■ What you have to do: Convert every line of the items below into a Markdown table with two columns, "Row" for the row number and "Line" for the line's text, and skip blank lines. Leave the pictures out of the table.

[Data items]
»»

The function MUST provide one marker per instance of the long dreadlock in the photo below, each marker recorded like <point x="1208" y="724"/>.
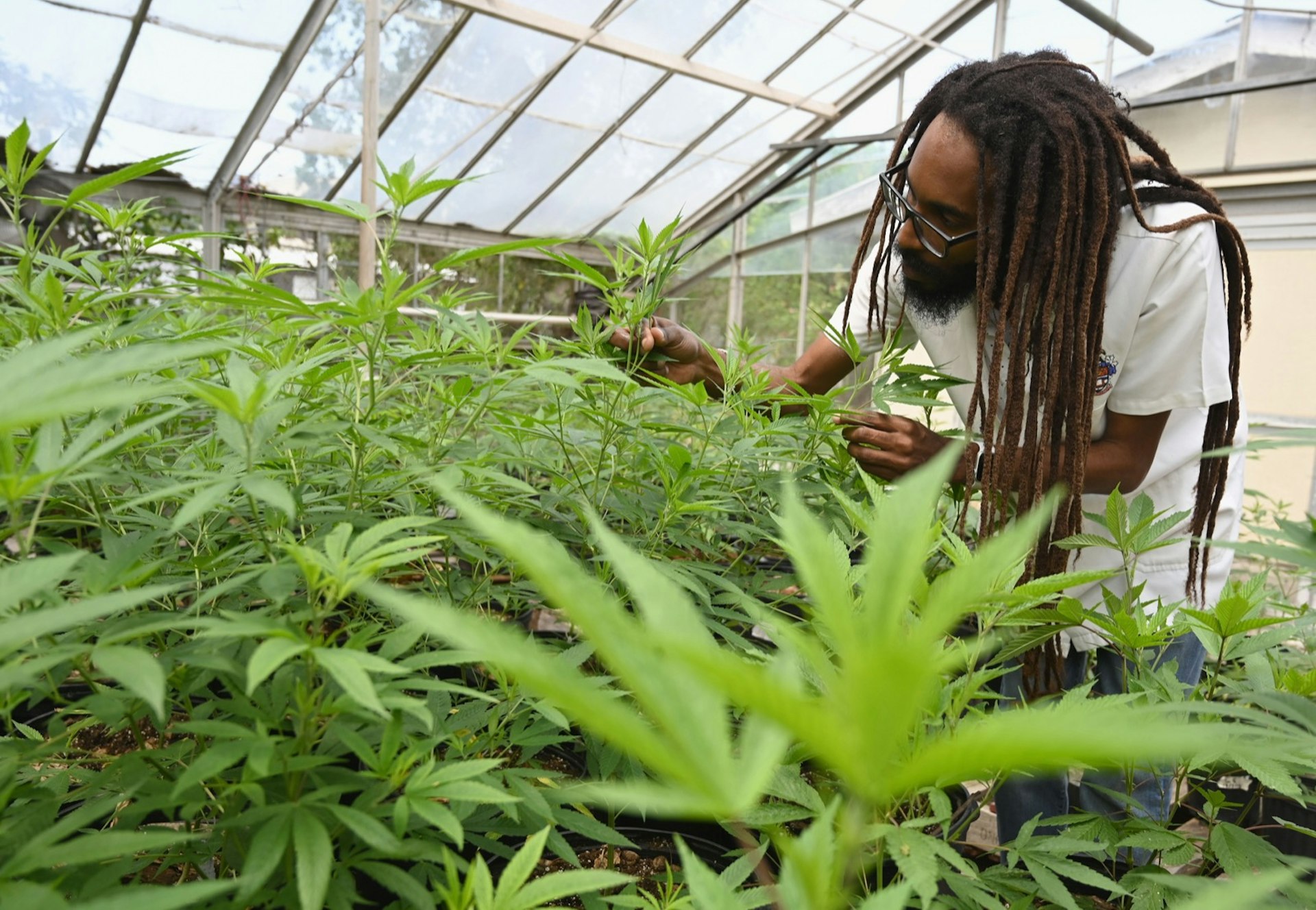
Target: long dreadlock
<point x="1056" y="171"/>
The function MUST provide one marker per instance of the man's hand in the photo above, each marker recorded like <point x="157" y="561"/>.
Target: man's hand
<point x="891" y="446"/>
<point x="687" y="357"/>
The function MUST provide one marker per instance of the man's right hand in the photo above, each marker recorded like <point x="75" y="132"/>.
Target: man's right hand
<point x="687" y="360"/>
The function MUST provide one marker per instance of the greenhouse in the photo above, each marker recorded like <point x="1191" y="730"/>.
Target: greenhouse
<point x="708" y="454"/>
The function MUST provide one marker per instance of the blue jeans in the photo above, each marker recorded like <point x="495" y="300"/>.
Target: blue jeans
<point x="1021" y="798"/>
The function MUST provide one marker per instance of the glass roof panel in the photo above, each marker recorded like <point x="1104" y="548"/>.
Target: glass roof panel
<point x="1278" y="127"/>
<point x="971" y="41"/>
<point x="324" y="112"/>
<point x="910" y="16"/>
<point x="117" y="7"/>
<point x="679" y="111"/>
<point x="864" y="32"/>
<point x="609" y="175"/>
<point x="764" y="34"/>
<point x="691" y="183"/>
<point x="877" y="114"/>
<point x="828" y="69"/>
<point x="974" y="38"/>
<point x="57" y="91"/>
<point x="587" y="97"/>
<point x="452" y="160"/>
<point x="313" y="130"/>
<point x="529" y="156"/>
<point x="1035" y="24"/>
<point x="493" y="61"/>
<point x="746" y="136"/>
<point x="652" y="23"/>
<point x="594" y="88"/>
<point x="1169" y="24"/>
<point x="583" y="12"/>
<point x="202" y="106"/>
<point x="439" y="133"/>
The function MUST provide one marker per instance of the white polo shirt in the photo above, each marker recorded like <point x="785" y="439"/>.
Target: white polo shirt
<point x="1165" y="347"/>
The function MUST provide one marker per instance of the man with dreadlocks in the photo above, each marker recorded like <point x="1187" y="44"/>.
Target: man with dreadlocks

««

■ Completed task:
| Row | Line |
|---|---|
| 1 | The function MUST provide one marker per instance of the long dreadlock in the photo below, each marker recorded like <point x="1208" y="724"/>. |
| 2 | Target: long dreadlock |
| 3 | <point x="1056" y="171"/> |
| 4 | The function MUST provide one marker per instance of the man's hand in the photo above, each marker recorded like <point x="157" y="561"/>. |
| 5 | Target: man's hand |
| 6 | <point x="891" y="446"/> |
| 7 | <point x="687" y="357"/> |
| 8 | The function MUST provide one marker per instance of the man's right hand in the photo above, each marker recorded like <point x="75" y="132"/>. |
| 9 | Target: man's right hand |
| 10 | <point x="687" y="360"/> |
| 11 | The function MUST provide one marker per instance of the greenhouse in the photo above, each marker recorded like <point x="1191" y="730"/>. |
| 12 | Target: greenhouse |
| 13 | <point x="708" y="454"/> |
| 14 | The function MUST provide one marker per instance of the blue jeans in the photo above, each marker recorded like <point x="495" y="300"/>. |
| 15 | Target: blue jeans |
| 16 | <point x="1021" y="798"/> |
| 17 | The function MUST provide one marker per instance of the glass roof panel in the photo above, each marker recorded like <point x="1104" y="548"/>. |
| 18 | Target: glass roof panel |
| 19 | <point x="1278" y="127"/> |
| 20 | <point x="971" y="41"/> |
| 21 | <point x="324" y="112"/> |
| 22 | <point x="910" y="16"/> |
| 23 | <point x="117" y="7"/> |
| 24 | <point x="679" y="111"/> |
| 25 | <point x="864" y="32"/> |
| 26 | <point x="609" y="175"/> |
| 27 | <point x="764" y="34"/> |
| 28 | <point x="691" y="183"/> |
| 29 | <point x="877" y="114"/> |
| 30 | <point x="828" y="69"/> |
| 31 | <point x="974" y="38"/> |
| 32 | <point x="57" y="91"/> |
| 33 | <point x="587" y="97"/> |
| 34 | <point x="452" y="160"/> |
| 35 | <point x="313" y="130"/> |
| 36 | <point x="529" y="156"/> |
| 37 | <point x="1035" y="24"/> |
| 38 | <point x="493" y="61"/> |
| 39 | <point x="746" y="136"/> |
| 40 | <point x="652" y="23"/> |
| 41 | <point x="594" y="88"/> |
| 42 | <point x="1169" y="24"/> |
| 43 | <point x="583" y="12"/> |
| 44 | <point x="202" y="106"/> |
| 45 | <point x="439" y="133"/> |
| 46 | The function MUST provide one marker per instance of the white polo shirt in the photo above, each marker recorded like <point x="785" y="439"/>. |
| 47 | Target: white polo shirt |
| 48 | <point x="1165" y="347"/> |
| 49 | The function MUST provide one marker per instance of the man with dreadlocks in the photo above, each marker recorded like <point x="1187" y="44"/>. |
| 50 | Target: man with dreadlocks |